:: Extracted material

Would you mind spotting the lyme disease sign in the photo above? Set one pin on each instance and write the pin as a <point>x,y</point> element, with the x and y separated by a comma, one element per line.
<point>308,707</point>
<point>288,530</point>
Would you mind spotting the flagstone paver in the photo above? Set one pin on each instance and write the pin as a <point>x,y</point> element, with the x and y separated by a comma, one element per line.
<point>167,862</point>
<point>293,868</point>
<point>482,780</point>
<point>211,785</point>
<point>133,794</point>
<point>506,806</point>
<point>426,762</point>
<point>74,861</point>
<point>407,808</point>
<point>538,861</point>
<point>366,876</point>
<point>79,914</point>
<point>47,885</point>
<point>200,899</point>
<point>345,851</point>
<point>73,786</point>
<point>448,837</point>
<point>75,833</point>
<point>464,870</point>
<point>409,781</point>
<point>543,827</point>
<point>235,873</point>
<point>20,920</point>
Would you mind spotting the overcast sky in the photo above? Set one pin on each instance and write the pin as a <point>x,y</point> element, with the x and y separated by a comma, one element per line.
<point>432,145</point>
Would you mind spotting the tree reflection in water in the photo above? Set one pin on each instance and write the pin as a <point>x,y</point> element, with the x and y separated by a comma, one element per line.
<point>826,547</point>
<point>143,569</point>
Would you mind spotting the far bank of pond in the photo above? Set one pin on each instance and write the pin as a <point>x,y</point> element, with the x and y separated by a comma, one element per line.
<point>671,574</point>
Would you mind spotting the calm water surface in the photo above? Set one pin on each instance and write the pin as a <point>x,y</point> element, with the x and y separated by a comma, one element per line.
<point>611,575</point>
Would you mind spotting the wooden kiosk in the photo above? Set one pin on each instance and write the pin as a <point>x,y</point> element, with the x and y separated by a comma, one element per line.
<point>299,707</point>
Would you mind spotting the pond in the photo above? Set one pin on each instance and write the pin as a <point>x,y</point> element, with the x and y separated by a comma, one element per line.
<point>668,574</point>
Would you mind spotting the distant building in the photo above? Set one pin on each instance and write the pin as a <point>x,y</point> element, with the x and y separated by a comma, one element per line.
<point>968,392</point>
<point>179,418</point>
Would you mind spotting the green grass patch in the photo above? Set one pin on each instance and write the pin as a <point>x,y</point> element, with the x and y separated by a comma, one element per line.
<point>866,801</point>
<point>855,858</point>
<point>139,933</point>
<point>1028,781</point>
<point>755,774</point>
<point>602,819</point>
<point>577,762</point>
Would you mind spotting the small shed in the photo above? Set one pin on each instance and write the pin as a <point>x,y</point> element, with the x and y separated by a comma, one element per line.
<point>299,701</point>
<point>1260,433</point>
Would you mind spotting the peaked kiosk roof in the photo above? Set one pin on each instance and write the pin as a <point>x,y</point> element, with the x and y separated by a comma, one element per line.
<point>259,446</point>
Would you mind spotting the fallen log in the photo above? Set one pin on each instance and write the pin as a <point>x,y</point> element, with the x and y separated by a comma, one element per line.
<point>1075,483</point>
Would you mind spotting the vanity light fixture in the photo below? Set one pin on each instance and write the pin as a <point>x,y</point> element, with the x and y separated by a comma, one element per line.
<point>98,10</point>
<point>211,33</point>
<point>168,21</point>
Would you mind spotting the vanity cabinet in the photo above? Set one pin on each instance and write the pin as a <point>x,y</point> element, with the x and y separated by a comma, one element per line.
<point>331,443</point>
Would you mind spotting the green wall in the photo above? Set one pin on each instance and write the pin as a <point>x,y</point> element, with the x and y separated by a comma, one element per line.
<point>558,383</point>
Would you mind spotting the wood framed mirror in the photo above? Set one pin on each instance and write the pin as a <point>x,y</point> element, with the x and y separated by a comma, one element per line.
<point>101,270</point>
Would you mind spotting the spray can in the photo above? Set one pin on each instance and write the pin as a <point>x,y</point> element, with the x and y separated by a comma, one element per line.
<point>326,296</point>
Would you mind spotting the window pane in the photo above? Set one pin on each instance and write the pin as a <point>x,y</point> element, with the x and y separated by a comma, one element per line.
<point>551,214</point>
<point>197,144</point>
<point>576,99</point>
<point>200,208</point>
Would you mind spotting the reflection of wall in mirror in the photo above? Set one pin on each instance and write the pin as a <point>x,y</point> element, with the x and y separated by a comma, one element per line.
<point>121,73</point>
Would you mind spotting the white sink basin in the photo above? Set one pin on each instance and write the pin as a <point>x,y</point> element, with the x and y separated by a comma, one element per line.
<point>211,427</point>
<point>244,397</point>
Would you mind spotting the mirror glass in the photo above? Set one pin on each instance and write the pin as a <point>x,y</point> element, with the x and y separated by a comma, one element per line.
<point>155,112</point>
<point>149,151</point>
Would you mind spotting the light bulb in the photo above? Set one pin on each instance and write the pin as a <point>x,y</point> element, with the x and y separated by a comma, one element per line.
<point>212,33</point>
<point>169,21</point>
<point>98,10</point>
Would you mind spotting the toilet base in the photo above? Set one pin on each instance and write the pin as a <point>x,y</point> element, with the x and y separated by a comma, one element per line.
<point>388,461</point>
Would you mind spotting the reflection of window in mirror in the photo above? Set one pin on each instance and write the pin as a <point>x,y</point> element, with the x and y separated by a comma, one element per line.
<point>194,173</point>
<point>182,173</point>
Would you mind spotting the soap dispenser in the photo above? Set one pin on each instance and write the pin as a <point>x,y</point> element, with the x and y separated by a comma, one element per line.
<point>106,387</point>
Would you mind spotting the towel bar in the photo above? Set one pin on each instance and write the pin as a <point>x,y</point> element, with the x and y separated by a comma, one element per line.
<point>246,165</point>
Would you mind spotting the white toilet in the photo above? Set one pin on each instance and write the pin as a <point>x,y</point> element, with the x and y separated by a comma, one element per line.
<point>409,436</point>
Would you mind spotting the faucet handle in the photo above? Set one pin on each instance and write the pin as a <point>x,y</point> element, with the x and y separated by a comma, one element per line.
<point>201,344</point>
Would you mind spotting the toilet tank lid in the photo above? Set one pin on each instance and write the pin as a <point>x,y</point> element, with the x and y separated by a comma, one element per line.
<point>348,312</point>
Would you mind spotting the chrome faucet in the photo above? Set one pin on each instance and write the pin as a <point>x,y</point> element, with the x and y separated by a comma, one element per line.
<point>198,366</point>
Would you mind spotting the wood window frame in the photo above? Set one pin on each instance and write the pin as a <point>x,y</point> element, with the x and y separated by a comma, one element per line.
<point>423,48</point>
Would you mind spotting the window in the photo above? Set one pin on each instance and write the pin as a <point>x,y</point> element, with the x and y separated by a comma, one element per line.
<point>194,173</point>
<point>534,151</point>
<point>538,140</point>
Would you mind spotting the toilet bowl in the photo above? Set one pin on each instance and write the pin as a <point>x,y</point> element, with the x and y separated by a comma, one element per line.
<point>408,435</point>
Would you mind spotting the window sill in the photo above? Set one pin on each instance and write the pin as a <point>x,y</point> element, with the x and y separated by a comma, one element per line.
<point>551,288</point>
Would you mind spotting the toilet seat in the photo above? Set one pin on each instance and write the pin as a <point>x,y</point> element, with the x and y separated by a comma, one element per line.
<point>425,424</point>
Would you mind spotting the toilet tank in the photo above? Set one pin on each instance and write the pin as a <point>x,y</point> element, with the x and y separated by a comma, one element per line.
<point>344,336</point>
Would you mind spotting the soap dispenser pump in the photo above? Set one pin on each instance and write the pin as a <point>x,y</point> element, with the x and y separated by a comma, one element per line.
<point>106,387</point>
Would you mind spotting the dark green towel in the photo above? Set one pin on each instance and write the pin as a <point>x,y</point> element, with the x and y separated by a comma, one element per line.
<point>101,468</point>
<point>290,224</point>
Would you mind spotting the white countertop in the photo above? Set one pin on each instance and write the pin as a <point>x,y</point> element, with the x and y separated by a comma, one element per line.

::::

* To do
From the records above, copy verbatim the lines from the one containing "Would you mind spotting the far" through the one containing "<point>611,575</point>", including both of those lines.

* Response to this exercise
Would you mind spotting the far bank of pond in the photo above? Set one pin on each instance and write the pin as a <point>x,y</point> element, with the x and y separated by a comma, one element per line.
<point>671,574</point>
Would you mind spotting the calm water surface in the photo above? Set one pin on each instance and write the pin as a <point>x,y</point> element, with the x and y separated by a comma, one element per line.
<point>611,575</point>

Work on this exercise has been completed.